__THE TASK__.
From the line containing "Q: Point out each instance of the pedestrian" down to the final line of the entries below, restate each line word for word and add nothing.
────
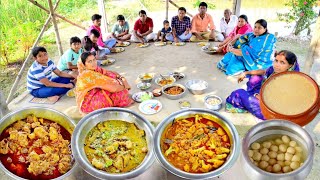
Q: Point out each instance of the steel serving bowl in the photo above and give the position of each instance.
(146, 77)
(277, 127)
(302, 118)
(171, 77)
(101, 115)
(225, 124)
(173, 97)
(214, 107)
(197, 86)
(42, 112)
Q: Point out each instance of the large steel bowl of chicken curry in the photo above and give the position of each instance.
(196, 144)
(113, 143)
(35, 143)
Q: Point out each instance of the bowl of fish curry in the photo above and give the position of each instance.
(196, 144)
(113, 143)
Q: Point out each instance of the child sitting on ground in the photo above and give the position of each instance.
(40, 80)
(68, 61)
(120, 30)
(164, 31)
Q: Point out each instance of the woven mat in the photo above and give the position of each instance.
(42, 101)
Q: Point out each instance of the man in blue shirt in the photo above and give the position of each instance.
(181, 26)
(40, 80)
(68, 61)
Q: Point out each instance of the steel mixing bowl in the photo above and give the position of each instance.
(222, 121)
(277, 127)
(101, 115)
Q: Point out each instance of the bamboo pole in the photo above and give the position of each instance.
(312, 48)
(175, 5)
(56, 30)
(3, 105)
(15, 84)
(236, 7)
(17, 80)
(167, 9)
(56, 14)
(104, 24)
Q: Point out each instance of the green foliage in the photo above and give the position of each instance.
(210, 5)
(21, 22)
(130, 12)
(19, 26)
(301, 12)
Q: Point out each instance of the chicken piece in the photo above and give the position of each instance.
(220, 132)
(205, 167)
(141, 133)
(98, 163)
(13, 147)
(64, 167)
(195, 143)
(225, 138)
(126, 159)
(209, 153)
(186, 168)
(40, 132)
(129, 144)
(33, 156)
(31, 136)
(18, 125)
(221, 150)
(23, 139)
(53, 133)
(35, 124)
(118, 162)
(196, 151)
(27, 128)
(38, 143)
(195, 165)
(144, 149)
(216, 162)
(13, 135)
(55, 158)
(29, 119)
(47, 149)
(221, 156)
(173, 148)
(4, 147)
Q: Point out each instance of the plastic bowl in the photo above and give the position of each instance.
(197, 86)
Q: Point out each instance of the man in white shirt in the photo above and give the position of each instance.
(228, 23)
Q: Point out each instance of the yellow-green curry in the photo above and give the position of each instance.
(116, 146)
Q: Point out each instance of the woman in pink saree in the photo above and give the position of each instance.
(243, 27)
(98, 88)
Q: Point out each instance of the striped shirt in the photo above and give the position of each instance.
(38, 72)
(180, 26)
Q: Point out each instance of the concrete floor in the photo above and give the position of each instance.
(195, 64)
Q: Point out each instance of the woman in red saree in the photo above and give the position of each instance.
(243, 27)
(98, 88)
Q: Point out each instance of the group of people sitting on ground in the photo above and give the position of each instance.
(248, 53)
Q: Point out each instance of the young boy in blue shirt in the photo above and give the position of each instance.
(68, 61)
(164, 31)
(40, 80)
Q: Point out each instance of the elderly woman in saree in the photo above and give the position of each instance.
(254, 53)
(248, 100)
(98, 88)
(242, 27)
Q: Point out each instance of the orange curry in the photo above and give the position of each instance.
(195, 144)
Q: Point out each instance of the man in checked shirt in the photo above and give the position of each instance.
(181, 26)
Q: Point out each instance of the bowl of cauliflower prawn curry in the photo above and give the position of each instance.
(35, 144)
(114, 143)
(196, 144)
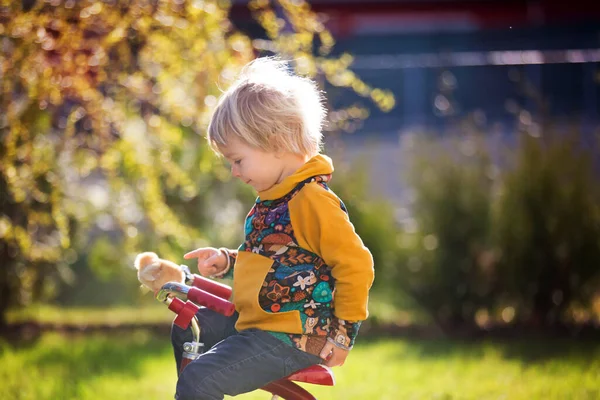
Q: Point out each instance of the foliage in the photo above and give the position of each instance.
(444, 245)
(548, 228)
(103, 103)
(510, 239)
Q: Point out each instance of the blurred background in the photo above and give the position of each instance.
(465, 136)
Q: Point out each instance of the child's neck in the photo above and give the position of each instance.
(293, 164)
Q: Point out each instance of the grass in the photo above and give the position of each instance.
(139, 366)
(148, 312)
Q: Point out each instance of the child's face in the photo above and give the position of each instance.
(255, 167)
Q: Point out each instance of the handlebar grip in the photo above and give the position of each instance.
(211, 301)
(212, 287)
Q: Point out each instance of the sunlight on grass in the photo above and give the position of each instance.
(140, 366)
(149, 312)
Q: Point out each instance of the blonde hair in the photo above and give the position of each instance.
(270, 108)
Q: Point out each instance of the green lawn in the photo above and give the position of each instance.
(139, 366)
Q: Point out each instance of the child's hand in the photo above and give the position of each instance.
(334, 356)
(211, 261)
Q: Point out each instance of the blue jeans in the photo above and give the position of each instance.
(234, 362)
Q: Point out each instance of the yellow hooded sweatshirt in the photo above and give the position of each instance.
(302, 273)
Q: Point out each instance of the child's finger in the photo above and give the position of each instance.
(326, 351)
(193, 254)
(210, 261)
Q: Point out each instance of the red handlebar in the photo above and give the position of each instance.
(211, 301)
(210, 286)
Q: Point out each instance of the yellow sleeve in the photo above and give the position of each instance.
(323, 227)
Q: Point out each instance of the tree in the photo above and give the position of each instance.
(103, 105)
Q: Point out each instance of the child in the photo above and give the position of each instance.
(302, 276)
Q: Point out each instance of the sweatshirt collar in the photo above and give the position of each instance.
(318, 165)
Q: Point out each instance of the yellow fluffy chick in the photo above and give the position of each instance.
(153, 272)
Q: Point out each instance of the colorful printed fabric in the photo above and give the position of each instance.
(298, 279)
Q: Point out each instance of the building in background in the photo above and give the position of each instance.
(507, 62)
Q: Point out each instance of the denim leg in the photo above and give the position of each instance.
(241, 363)
(214, 327)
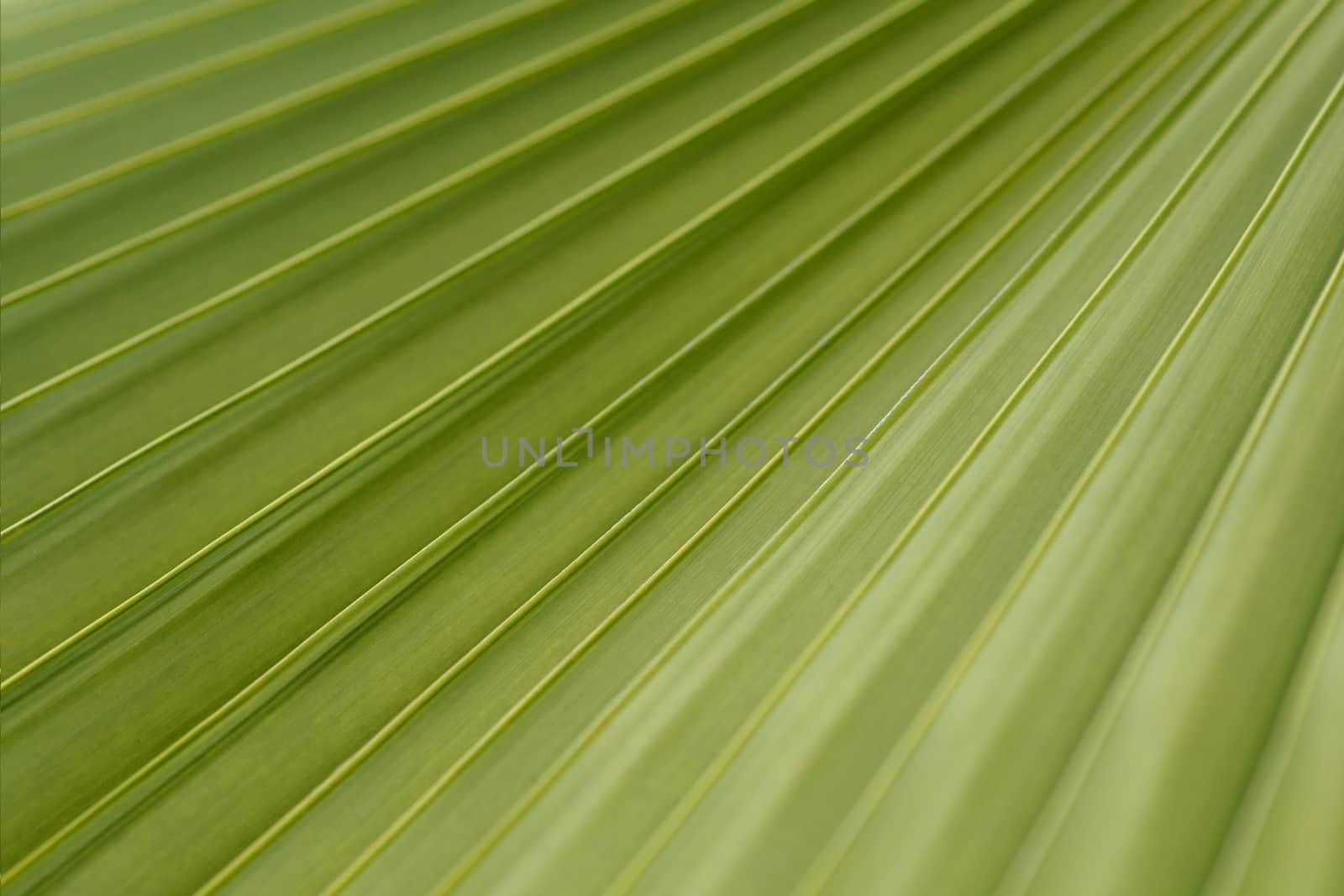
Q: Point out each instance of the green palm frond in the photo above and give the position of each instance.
(672, 446)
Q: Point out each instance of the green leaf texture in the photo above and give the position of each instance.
(275, 270)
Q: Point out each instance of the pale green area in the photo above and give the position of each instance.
(269, 625)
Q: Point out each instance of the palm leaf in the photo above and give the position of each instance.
(1018, 324)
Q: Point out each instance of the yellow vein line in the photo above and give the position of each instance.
(437, 550)
(880, 783)
(483, 846)
(663, 836)
(456, 38)
(202, 69)
(770, 177)
(371, 600)
(1110, 711)
(517, 238)
(474, 172)
(123, 38)
(1288, 732)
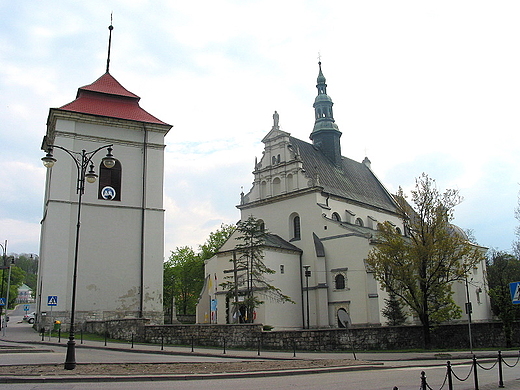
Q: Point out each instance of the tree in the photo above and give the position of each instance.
(502, 269)
(215, 241)
(393, 311)
(184, 271)
(249, 279)
(184, 274)
(516, 242)
(420, 266)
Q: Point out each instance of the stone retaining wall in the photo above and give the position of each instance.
(485, 335)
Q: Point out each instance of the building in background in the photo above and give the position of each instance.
(322, 210)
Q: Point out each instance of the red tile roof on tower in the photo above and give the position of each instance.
(107, 97)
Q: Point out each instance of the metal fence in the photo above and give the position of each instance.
(452, 376)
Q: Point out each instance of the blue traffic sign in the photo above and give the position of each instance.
(514, 288)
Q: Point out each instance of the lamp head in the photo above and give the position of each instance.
(48, 160)
(91, 175)
(109, 161)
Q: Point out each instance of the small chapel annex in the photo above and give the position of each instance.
(321, 210)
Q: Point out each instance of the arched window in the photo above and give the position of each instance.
(261, 223)
(339, 282)
(110, 182)
(263, 190)
(290, 183)
(343, 318)
(277, 186)
(296, 228)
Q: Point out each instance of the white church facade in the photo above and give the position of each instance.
(121, 243)
(321, 210)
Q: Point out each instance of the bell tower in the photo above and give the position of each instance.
(120, 249)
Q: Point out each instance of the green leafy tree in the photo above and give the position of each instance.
(394, 311)
(184, 271)
(250, 279)
(421, 266)
(502, 269)
(215, 241)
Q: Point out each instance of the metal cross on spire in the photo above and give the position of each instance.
(110, 28)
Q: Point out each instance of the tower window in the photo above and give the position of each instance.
(110, 182)
(296, 228)
(339, 282)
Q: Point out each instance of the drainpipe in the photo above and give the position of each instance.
(301, 289)
(143, 209)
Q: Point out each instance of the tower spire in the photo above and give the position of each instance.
(325, 134)
(110, 28)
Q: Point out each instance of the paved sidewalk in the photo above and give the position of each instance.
(19, 338)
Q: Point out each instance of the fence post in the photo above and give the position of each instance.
(500, 376)
(450, 379)
(475, 375)
(424, 385)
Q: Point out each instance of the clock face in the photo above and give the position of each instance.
(108, 193)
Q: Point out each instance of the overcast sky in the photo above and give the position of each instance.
(417, 86)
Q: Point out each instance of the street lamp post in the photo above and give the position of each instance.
(7, 295)
(4, 266)
(83, 161)
(307, 276)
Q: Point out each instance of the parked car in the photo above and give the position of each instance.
(30, 317)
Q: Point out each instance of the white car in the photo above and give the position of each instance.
(29, 317)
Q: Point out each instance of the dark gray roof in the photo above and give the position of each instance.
(353, 180)
(275, 241)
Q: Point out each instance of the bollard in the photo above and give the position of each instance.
(450, 379)
(475, 375)
(424, 385)
(500, 376)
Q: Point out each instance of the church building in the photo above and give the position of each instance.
(321, 210)
(120, 250)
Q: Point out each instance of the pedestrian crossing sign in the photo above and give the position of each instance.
(515, 292)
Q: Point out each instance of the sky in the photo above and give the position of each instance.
(417, 86)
────
__RESULT FOR THIS EXERCISE__.
Q: Point out each instance of the pedestrian crossing sign in the photo above and give the position of each instance.
(515, 292)
Q: Point out each instance of the sky in the photo above and give the position of each instance.
(417, 86)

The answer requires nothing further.